[Referring expression data]
=== Section Start ===

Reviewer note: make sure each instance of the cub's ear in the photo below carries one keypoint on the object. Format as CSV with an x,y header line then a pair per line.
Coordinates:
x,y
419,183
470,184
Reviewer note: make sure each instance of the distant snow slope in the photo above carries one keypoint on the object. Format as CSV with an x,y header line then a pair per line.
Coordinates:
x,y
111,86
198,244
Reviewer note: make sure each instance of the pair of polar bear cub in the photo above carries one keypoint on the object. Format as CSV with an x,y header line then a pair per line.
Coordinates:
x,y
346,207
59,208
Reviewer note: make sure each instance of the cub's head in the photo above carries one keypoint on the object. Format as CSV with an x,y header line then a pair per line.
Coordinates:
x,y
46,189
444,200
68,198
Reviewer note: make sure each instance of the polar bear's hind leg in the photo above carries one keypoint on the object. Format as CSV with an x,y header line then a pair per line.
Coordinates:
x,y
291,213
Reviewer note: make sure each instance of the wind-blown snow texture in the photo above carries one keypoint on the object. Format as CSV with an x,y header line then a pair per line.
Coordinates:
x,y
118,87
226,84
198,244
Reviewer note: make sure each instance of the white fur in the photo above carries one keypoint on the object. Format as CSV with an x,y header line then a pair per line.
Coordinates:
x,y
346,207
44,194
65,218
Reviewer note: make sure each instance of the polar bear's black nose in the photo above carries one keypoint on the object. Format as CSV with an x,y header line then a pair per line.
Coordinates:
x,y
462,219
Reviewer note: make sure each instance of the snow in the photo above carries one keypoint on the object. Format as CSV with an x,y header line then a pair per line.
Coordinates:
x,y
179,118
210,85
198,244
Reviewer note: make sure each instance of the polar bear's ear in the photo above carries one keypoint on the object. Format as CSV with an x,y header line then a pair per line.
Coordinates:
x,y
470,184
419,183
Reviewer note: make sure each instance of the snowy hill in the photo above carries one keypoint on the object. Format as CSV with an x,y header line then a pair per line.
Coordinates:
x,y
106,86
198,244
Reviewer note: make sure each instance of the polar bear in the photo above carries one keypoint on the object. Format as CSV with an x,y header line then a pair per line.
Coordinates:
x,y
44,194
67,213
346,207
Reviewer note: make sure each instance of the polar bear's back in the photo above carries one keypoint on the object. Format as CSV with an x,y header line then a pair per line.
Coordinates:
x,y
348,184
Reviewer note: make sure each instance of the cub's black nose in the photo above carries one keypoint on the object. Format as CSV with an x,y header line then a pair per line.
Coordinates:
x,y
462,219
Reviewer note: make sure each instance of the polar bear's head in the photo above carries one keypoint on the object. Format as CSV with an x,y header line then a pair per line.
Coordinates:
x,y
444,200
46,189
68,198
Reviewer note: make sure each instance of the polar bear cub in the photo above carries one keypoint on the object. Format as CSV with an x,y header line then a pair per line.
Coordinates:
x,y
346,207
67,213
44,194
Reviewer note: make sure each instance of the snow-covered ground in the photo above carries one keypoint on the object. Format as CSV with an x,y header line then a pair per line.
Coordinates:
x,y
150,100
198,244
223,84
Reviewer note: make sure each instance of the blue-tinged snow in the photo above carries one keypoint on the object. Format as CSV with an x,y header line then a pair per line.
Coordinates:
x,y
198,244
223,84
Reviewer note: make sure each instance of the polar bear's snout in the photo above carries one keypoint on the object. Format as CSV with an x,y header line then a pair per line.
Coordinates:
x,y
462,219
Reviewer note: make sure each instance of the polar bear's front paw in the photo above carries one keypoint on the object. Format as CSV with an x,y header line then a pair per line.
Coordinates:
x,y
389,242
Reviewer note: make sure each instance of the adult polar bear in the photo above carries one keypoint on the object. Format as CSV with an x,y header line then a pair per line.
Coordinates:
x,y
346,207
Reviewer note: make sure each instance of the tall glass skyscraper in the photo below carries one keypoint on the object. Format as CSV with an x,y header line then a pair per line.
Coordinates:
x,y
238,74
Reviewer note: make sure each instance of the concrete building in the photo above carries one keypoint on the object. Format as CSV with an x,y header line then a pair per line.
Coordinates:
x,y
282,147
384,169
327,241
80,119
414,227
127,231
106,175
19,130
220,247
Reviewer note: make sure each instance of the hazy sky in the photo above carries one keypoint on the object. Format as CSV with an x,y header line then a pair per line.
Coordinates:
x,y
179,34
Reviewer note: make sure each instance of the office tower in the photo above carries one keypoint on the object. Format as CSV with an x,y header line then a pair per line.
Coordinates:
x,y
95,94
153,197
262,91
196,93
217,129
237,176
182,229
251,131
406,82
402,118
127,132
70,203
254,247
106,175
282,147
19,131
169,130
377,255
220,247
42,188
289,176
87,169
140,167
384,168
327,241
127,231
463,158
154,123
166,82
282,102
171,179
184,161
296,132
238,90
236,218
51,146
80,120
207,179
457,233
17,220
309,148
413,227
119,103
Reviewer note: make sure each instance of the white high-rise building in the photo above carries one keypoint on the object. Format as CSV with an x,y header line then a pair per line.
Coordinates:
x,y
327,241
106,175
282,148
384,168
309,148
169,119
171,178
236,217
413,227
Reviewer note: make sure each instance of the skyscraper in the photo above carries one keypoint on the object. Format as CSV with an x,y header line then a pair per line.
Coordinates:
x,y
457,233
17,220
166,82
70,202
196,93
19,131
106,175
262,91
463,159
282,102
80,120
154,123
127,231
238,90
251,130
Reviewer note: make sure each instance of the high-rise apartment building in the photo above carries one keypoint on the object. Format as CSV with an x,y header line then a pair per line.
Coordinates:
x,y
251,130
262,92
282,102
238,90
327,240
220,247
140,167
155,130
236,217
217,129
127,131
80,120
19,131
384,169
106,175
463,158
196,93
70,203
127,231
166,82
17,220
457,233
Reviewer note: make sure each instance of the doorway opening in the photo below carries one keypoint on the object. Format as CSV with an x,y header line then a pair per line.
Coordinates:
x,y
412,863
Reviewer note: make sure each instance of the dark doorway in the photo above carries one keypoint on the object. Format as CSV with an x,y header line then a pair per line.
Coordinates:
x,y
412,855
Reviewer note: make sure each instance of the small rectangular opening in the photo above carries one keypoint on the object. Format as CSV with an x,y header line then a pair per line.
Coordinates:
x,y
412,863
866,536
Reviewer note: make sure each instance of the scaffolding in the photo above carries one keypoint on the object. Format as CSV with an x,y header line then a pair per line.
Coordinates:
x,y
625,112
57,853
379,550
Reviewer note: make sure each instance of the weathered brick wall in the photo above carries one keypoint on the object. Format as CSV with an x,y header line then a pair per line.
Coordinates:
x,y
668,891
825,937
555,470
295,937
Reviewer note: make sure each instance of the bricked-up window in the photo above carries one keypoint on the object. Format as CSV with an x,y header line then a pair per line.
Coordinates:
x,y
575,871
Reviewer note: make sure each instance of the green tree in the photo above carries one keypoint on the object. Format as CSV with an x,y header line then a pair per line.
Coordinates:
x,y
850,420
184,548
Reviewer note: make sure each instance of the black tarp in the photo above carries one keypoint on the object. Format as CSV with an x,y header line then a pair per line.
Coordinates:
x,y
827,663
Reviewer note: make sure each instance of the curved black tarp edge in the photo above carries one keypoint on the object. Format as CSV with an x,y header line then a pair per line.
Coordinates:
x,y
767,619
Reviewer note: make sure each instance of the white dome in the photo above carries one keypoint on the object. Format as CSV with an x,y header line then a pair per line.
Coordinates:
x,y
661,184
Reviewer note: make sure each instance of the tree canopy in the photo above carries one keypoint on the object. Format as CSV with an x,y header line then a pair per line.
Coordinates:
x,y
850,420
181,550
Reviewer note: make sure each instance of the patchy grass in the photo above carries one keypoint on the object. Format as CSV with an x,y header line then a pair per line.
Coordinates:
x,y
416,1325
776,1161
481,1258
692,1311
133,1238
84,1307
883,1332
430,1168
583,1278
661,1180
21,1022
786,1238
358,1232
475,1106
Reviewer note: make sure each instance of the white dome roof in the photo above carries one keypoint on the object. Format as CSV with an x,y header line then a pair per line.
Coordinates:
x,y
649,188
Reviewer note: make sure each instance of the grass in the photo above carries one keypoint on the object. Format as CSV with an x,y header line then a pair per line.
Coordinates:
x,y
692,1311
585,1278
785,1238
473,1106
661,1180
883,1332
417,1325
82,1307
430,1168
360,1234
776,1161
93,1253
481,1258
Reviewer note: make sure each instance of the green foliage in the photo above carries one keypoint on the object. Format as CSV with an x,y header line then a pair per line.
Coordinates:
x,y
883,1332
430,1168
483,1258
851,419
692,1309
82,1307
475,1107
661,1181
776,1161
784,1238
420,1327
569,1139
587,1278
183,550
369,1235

=== Section End ===

▶ [EXERCISE INSTRUCTIONS] Look through the records and gather each line with the word "below".

▶ [PROBLEM SOLUTION]
Reviewer note: make sure each instance of the cub's ear in the photo below carries one keypoint on the object. Format as CSV with an x,y header line then a pair per line.
Reviewer note: make sure each instance of the tall glass skyscraper in the photo below carries one keypoint on the object. Format as CSV with an x,y header line then a pair per line.
Reviewer note: make sure each instance of the doorway opening in the photo below carries one keypoint on the object. Format as CSV with an x,y header line then a pair per line.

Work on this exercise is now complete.